» EXERCISE AIM
Please reproduce the data in its entirety, word for word.

(Referring expression grounding data)
◆ ◆ ◆ ◆
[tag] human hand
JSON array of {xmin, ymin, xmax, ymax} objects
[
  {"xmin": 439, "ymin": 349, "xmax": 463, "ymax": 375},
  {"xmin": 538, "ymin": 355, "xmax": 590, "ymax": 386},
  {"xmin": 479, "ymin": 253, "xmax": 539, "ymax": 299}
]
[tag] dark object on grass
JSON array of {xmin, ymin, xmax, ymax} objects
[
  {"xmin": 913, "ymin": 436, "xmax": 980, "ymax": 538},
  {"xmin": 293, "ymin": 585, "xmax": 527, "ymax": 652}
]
◆ ◆ ◆ ◆
» ANSWER BOX
[tag] human hand
JSON array of {xmin, ymin, xmax, ymax} objects
[
  {"xmin": 439, "ymin": 349, "xmax": 463, "ymax": 375},
  {"xmin": 538, "ymin": 355, "xmax": 590, "ymax": 386},
  {"xmin": 479, "ymin": 253, "xmax": 539, "ymax": 299}
]
[tag] dark object on grass
JSON array of {xmin, ymin, xmax, ymax} objects
[
  {"xmin": 913, "ymin": 436, "xmax": 980, "ymax": 538},
  {"xmin": 293, "ymin": 585, "xmax": 527, "ymax": 652}
]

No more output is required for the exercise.